> Task brief:
Note how many lines in the entries below contain the string "console", and answer with that number and no other text.

Segment Open

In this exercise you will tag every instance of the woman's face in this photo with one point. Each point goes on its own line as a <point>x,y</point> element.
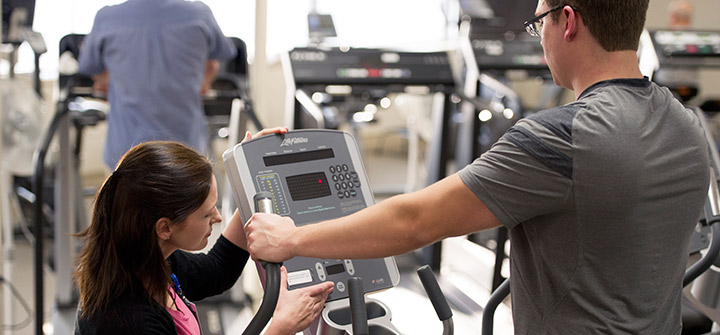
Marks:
<point>192,233</point>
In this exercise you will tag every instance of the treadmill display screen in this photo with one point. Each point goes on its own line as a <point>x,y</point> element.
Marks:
<point>298,157</point>
<point>308,186</point>
<point>335,269</point>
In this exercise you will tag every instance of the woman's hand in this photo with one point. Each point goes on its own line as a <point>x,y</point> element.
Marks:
<point>297,309</point>
<point>266,131</point>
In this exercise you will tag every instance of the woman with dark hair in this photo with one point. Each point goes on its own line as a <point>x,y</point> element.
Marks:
<point>133,274</point>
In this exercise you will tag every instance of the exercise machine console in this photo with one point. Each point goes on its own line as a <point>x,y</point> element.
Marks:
<point>313,175</point>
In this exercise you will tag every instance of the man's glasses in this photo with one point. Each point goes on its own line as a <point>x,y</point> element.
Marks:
<point>534,26</point>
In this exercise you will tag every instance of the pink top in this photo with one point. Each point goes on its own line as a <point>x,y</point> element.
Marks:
<point>185,321</point>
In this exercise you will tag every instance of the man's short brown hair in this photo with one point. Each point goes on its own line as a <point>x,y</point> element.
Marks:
<point>615,24</point>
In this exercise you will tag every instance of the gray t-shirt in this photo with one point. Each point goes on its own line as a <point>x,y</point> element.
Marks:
<point>600,197</point>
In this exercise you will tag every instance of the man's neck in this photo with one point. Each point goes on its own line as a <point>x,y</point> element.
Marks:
<point>608,65</point>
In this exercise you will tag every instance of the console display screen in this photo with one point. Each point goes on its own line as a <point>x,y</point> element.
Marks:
<point>335,269</point>
<point>308,186</point>
<point>298,157</point>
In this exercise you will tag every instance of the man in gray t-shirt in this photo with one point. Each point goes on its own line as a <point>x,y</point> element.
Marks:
<point>600,195</point>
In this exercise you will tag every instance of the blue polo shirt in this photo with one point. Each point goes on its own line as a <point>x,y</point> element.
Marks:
<point>155,51</point>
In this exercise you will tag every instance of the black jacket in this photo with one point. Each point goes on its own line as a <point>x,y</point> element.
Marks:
<point>200,276</point>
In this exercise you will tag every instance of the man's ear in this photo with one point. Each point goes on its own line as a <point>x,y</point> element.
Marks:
<point>571,23</point>
<point>162,228</point>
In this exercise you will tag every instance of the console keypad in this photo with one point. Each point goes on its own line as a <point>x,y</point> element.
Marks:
<point>346,181</point>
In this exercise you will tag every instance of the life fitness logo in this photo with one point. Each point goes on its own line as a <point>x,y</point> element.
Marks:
<point>292,141</point>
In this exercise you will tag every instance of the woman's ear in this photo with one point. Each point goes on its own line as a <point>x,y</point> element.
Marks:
<point>162,228</point>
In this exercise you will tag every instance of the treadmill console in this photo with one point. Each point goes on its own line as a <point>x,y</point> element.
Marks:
<point>314,175</point>
<point>687,48</point>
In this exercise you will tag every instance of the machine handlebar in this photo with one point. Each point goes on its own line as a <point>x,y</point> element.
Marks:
<point>263,203</point>
<point>358,312</point>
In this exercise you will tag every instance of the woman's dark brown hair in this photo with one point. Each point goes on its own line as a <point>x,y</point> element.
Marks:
<point>122,255</point>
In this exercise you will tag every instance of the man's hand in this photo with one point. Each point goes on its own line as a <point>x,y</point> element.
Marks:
<point>268,237</point>
<point>296,309</point>
<point>101,81</point>
<point>266,131</point>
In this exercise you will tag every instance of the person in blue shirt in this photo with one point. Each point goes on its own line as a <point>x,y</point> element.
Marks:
<point>155,59</point>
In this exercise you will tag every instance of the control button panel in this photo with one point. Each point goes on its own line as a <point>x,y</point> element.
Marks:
<point>347,182</point>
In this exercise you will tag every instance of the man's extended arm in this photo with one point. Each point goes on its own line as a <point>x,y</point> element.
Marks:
<point>395,226</point>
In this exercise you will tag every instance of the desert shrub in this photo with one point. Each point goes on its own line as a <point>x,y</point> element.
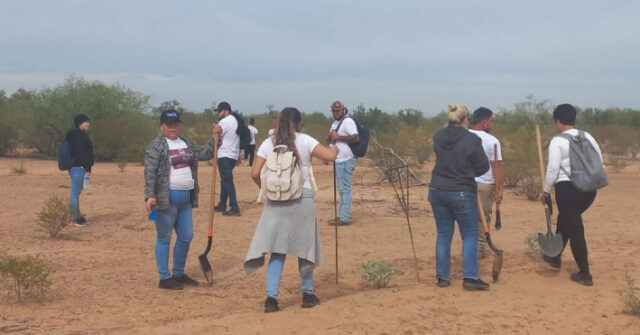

Segment Closed

> Answer section:
4